+++ Exercise inputs +++

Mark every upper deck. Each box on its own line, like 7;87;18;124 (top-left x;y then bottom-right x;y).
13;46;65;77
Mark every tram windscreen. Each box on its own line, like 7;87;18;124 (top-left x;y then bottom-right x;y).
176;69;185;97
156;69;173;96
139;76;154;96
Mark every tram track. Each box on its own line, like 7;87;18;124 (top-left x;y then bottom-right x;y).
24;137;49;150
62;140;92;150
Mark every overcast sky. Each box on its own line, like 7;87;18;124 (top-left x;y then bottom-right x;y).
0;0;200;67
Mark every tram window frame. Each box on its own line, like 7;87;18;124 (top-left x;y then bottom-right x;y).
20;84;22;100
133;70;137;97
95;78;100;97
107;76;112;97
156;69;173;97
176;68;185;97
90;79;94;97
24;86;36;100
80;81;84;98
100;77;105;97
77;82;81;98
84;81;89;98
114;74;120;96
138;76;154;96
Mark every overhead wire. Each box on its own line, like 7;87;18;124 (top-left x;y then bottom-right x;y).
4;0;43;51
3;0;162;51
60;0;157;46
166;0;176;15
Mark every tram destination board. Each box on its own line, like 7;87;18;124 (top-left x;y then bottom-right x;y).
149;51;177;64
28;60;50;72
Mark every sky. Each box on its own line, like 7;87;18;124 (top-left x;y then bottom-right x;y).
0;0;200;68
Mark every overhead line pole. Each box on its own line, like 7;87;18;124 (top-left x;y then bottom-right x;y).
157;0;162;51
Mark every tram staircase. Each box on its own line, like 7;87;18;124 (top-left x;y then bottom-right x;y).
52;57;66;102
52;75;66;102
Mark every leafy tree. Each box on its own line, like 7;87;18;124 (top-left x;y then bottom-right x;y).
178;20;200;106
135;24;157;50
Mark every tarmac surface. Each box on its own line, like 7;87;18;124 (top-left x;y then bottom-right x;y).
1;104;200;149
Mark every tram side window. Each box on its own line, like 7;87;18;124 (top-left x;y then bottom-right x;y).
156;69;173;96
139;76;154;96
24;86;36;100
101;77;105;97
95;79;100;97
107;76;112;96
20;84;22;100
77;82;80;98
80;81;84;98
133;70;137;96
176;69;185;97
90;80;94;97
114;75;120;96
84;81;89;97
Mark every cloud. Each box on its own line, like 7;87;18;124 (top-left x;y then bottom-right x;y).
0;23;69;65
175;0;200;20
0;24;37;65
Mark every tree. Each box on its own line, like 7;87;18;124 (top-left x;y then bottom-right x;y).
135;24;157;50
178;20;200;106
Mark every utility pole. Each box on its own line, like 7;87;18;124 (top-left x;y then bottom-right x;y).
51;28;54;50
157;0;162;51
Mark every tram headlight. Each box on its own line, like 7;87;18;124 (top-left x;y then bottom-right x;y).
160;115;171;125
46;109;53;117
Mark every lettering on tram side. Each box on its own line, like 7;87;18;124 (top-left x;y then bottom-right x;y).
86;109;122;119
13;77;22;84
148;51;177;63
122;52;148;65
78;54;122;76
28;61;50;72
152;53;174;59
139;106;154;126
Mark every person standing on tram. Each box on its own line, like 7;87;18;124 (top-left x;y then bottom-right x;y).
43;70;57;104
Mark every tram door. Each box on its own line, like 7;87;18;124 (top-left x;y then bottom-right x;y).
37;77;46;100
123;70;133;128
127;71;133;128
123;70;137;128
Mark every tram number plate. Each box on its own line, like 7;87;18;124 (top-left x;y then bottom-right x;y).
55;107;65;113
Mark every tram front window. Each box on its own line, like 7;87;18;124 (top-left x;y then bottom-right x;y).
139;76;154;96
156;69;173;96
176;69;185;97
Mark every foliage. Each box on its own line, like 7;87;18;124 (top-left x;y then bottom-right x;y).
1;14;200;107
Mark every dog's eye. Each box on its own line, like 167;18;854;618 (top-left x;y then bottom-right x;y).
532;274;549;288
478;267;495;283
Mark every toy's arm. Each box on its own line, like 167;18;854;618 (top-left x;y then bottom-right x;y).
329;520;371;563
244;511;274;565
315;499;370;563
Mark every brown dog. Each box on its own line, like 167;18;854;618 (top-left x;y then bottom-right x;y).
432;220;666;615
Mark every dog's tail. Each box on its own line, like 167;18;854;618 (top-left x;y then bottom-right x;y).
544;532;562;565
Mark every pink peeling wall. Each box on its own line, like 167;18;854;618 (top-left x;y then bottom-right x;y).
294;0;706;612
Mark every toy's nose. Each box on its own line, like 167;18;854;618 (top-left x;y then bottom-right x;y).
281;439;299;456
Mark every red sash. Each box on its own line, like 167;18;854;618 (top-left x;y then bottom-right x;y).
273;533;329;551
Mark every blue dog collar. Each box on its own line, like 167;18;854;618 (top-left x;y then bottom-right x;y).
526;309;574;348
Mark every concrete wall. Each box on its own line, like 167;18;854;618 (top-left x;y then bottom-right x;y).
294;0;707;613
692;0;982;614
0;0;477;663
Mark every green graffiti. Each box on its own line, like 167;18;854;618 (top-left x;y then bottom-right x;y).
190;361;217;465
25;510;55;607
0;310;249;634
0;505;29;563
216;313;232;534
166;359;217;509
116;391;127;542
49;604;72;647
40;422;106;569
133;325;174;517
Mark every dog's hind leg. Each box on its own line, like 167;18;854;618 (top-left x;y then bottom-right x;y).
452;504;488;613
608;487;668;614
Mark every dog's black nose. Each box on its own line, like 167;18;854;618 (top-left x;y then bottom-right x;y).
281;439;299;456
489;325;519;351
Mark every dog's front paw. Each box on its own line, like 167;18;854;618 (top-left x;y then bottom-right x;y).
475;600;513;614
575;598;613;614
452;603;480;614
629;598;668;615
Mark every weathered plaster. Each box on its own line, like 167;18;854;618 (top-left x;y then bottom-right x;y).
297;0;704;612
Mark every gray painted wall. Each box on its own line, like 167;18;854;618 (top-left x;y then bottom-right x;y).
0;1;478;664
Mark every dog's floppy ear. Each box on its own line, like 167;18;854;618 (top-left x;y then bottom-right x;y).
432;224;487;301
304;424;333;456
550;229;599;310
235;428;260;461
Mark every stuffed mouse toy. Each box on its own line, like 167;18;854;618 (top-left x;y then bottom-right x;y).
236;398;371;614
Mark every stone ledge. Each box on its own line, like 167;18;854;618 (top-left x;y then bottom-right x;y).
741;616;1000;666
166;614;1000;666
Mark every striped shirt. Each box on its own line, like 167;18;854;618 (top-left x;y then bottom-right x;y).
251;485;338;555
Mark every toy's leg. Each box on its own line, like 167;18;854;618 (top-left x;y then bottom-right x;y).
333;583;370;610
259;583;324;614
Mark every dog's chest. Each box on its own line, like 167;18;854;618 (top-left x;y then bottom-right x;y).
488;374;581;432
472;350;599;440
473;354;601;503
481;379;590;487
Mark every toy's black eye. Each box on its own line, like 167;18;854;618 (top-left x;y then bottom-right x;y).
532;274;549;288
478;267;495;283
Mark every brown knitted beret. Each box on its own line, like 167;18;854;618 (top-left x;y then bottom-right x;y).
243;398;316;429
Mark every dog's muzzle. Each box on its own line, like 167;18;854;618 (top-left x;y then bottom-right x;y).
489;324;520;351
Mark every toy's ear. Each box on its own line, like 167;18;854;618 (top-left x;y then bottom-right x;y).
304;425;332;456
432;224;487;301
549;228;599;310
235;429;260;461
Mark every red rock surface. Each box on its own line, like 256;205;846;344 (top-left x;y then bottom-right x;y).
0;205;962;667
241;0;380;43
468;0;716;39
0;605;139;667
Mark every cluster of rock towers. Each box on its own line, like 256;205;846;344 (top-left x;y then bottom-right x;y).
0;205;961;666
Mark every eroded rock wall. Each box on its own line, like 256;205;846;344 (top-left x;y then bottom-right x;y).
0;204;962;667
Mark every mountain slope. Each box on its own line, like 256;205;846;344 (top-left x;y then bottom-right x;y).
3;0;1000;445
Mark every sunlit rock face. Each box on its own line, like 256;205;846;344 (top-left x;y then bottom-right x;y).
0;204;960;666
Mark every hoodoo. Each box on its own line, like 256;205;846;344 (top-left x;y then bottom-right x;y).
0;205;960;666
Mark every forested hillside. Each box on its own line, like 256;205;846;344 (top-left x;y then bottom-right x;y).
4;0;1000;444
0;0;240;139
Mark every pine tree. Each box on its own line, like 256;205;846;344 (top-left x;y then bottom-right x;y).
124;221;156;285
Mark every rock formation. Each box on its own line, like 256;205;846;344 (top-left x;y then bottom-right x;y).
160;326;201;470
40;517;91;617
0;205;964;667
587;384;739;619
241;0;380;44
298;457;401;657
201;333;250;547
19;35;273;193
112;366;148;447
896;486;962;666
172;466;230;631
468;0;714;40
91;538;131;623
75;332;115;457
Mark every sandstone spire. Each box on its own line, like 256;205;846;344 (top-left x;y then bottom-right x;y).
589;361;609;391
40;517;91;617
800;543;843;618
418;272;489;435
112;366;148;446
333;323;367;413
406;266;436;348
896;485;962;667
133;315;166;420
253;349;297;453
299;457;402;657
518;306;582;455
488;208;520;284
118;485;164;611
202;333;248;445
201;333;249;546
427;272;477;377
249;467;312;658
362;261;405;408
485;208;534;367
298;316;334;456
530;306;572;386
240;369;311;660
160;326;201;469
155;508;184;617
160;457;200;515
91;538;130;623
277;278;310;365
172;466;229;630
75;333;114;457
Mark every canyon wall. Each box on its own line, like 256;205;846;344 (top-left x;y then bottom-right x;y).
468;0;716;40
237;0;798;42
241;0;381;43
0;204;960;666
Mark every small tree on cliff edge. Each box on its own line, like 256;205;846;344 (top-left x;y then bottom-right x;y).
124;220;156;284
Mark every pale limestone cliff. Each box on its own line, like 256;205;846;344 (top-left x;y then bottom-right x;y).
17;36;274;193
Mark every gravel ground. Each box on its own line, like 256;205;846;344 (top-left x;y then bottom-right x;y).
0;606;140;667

+++

Write out only those lines that fall between the one containing "Mark every rock" and the end of the entries, the first and last included, exactly as they read.

Mark every rock formation. Each box on its own line, like 256;205;846;344 (top-left x;y then bottom-right x;y).
160;326;201;470
40;517;91;617
0;205;964;667
587;384;739;619
241;0;380;44
298;457;401;657
201;333;250;547
19;35;273;193
112;366;148;447
896;486;962;666
172;466;230;631
468;0;714;40
91;538;131;623
75;332;115;457
Mark every sandstone spire. Each box on its own line, like 256;205;846;344 (top-left x;y then bottom-right x;y).
589;361;609;391
40;517;91;617
800;543;843;618
418;272;489;435
112;366;148;446
333;323;367;413
406;266;436;348
896;485;962;667
133;315;166;420
253;349;297;453
299;457;402;657
518;306;582;455
488;208;520;284
118;485;164;611
202;333;248;445
201;333;249;546
427;272;477;377
249;467;312;658
362;261;405;408
485;208;534;367
298;316;334;456
530;306;572;386
240;369;311;660
160;326;201;469
155;508;184;617
160;457;200;515
91;538;130;623
277;278;310;365
172;466;229;630
75;333;114;457
Mark every canyon wall. Each box on its own line, like 256;205;846;344 (top-left x;y then bottom-right x;y).
468;0;716;40
237;0;798;42
241;0;381;43
0;204;960;666
Mark every small tree on cliff edge. Each box on its own line, like 256;205;846;344 (top-left x;y then bottom-right x;y).
124;220;156;284
Mark every pale limestone cliff. Each box on its own line, like 256;205;846;344 (top-left x;y then bottom-right x;y).
17;36;274;193
Mark every gravel ground. Each box on its own line, like 256;205;846;344 (top-left x;y then bottom-right x;y).
0;606;140;667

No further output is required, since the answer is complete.